* **PROBLEM REQUIREMENTS**
Copy the data below line for line, changing nothing.

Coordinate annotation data
■ ■ ■ ■ ■ ■ ■

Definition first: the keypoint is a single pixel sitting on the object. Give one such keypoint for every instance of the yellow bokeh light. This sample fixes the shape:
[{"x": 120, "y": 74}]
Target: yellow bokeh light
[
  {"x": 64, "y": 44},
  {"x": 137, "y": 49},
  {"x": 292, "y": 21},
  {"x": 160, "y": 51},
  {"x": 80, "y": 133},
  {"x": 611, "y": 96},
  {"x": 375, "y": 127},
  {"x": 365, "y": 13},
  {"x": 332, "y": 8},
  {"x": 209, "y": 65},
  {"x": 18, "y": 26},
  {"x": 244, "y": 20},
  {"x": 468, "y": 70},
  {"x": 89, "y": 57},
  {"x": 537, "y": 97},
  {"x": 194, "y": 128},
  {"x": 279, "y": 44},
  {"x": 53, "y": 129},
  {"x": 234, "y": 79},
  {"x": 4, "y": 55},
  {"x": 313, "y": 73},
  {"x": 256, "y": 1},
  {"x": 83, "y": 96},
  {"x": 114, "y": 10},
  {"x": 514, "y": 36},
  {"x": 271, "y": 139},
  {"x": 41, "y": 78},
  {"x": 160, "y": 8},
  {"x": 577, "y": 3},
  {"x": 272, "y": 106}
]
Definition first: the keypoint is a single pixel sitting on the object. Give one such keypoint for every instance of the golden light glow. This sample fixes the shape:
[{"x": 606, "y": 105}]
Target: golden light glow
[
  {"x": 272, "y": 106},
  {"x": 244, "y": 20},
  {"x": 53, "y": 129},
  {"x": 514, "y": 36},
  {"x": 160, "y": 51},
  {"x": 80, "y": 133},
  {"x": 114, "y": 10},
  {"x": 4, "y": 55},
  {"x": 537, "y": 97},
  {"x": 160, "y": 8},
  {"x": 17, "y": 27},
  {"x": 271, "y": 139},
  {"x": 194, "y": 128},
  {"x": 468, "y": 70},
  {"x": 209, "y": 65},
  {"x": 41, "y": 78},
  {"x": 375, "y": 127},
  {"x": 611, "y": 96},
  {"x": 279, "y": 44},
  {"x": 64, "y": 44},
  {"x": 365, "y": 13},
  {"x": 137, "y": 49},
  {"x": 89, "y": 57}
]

■ ■ ■ ■ ■ ■ ■

* **SOLVED PROBLEM**
Definition first: the keypoint is a single pixel sitting on the object. Give one such keypoint for every instance of the yellow bokeh light. This sample fixes the shape:
[{"x": 120, "y": 74}]
Target: yellow bokeh light
[
  {"x": 64, "y": 44},
  {"x": 137, "y": 49},
  {"x": 292, "y": 21},
  {"x": 160, "y": 51},
  {"x": 80, "y": 133},
  {"x": 611, "y": 96},
  {"x": 375, "y": 127},
  {"x": 365, "y": 13},
  {"x": 332, "y": 8},
  {"x": 209, "y": 65},
  {"x": 18, "y": 26},
  {"x": 244, "y": 20},
  {"x": 468, "y": 70},
  {"x": 89, "y": 57},
  {"x": 537, "y": 97},
  {"x": 194, "y": 128},
  {"x": 279, "y": 44},
  {"x": 53, "y": 129},
  {"x": 234, "y": 79},
  {"x": 4, "y": 55},
  {"x": 313, "y": 73},
  {"x": 256, "y": 1},
  {"x": 83, "y": 96},
  {"x": 114, "y": 10},
  {"x": 514, "y": 36},
  {"x": 271, "y": 139},
  {"x": 41, "y": 78},
  {"x": 160, "y": 8},
  {"x": 577, "y": 3},
  {"x": 272, "y": 106}
]
Definition first: the keypoint is a single pixel sitting on the object. Give one such keypoint for every instance of the golden light glow. This sample fixes the shape:
[{"x": 606, "y": 105}]
Target: golden light glow
[
  {"x": 272, "y": 106},
  {"x": 244, "y": 20},
  {"x": 53, "y": 129},
  {"x": 514, "y": 36},
  {"x": 160, "y": 51},
  {"x": 80, "y": 133},
  {"x": 114, "y": 10},
  {"x": 4, "y": 55},
  {"x": 537, "y": 97},
  {"x": 160, "y": 8},
  {"x": 17, "y": 27},
  {"x": 271, "y": 139},
  {"x": 194, "y": 128},
  {"x": 468, "y": 70},
  {"x": 209, "y": 65},
  {"x": 41, "y": 78},
  {"x": 375, "y": 127},
  {"x": 611, "y": 96},
  {"x": 279, "y": 44},
  {"x": 64, "y": 44},
  {"x": 365, "y": 13},
  {"x": 137, "y": 49},
  {"x": 89, "y": 57}
]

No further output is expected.